++++ Listed records

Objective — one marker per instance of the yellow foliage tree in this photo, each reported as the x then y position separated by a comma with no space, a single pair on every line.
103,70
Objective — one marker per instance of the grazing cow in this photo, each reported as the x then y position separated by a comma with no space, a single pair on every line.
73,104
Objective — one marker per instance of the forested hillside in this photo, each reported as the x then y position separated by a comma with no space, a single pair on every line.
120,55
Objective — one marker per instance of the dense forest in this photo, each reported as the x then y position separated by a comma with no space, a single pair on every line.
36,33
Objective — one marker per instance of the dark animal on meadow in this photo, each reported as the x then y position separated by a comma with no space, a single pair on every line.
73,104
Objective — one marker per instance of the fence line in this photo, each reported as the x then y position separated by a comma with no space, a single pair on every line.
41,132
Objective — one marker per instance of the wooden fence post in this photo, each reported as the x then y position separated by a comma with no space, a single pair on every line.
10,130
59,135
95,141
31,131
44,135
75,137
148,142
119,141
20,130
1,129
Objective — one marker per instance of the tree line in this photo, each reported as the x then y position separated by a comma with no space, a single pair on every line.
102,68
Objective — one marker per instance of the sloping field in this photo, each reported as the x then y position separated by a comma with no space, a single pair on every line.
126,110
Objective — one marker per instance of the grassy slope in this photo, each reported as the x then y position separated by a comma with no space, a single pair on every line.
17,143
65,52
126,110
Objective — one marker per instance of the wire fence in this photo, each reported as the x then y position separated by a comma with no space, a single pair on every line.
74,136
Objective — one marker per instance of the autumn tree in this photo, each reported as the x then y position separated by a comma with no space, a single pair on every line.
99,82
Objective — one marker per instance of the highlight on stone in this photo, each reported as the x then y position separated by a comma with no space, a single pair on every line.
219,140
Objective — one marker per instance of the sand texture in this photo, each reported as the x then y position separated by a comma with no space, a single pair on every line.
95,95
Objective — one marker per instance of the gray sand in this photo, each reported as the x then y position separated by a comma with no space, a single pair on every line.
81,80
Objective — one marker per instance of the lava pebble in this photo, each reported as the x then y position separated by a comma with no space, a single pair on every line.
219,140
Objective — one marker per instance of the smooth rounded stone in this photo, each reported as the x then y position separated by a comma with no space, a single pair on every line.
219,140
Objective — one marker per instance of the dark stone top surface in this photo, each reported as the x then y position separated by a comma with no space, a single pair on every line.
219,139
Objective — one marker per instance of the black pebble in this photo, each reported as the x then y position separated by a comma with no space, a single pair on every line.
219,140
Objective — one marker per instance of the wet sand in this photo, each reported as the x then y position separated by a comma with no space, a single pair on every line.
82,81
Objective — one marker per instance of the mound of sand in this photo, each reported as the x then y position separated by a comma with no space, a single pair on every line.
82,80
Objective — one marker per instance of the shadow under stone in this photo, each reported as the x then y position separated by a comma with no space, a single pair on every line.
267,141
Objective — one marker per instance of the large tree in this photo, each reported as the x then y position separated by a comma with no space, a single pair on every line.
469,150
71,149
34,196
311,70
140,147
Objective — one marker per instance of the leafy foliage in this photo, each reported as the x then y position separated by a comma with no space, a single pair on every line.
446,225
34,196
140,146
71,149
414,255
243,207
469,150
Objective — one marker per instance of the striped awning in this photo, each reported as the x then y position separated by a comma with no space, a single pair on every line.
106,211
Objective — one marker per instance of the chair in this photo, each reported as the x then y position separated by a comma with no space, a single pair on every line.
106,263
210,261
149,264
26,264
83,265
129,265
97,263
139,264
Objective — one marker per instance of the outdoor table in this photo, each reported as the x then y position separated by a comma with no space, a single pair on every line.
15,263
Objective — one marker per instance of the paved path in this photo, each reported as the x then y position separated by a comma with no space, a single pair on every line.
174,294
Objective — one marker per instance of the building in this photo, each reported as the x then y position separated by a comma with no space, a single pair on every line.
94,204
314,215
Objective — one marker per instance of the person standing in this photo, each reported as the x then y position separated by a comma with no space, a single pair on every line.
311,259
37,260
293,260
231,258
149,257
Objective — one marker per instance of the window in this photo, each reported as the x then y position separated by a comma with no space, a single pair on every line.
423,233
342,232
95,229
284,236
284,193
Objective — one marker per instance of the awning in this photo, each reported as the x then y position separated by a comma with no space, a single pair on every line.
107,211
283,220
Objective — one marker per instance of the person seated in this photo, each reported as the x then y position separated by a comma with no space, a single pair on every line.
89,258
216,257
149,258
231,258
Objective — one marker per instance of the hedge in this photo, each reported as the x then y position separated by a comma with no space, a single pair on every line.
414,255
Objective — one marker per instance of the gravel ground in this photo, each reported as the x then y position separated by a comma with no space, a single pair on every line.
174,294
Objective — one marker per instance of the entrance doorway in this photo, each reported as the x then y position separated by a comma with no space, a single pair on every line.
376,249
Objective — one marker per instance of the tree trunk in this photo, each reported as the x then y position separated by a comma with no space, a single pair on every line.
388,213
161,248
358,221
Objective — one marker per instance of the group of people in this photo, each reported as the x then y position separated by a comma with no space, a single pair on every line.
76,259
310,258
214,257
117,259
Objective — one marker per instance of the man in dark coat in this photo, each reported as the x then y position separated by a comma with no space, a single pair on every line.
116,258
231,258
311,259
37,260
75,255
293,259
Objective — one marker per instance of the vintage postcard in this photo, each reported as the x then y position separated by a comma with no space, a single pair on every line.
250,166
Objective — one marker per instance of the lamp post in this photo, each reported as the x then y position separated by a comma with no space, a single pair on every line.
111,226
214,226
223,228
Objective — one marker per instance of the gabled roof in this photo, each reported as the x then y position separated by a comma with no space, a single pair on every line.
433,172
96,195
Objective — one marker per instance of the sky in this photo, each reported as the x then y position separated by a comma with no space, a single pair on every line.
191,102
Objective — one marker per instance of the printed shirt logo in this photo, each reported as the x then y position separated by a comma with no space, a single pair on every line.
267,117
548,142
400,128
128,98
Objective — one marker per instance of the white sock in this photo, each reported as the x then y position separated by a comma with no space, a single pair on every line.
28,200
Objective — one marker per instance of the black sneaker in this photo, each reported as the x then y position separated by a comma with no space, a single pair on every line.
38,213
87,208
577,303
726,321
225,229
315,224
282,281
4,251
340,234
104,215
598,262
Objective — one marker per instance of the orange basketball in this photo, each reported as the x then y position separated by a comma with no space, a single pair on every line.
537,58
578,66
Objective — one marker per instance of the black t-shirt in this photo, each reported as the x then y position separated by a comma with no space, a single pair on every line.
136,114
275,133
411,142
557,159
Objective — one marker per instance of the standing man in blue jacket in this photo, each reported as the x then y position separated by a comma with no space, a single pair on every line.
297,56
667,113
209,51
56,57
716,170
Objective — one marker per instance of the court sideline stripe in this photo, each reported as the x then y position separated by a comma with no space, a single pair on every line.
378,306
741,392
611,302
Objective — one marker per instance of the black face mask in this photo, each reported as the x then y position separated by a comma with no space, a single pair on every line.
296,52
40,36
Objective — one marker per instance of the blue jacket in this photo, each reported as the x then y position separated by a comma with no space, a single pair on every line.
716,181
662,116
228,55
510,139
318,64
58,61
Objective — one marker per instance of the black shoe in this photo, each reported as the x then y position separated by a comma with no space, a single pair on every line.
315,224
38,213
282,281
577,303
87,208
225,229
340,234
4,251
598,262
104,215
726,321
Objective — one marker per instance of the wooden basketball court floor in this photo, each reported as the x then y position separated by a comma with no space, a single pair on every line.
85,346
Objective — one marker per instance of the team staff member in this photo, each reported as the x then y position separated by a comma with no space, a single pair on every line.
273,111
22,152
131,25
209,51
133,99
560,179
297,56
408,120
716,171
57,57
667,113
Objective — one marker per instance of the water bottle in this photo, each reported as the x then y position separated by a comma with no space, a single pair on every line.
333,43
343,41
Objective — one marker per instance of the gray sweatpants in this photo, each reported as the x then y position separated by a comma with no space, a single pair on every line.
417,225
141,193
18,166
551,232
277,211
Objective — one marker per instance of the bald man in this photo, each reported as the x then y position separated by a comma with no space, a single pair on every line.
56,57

++++++++

What the task requires: The assignment is to restate, word for word, each line from the one containing "Objective — one marker per instance of the water" through the final line of the material above.

Solution for this problem:
Objective — one marker per instance of the water bottle in this photo, each reported as the x then y position separated by a comma with no space, a single pair on every line.
333,43
343,41
Objective — one marker per instance of the gray sweatpants in this photo, each reported as the x then y position separated by a comma with no space, a single pair on every line.
417,225
141,193
18,166
551,232
277,211
Objective — one marker per instance of the bald man in this photo, each reported as the x then y position separated by a comma with no space, a single pair on every line.
56,57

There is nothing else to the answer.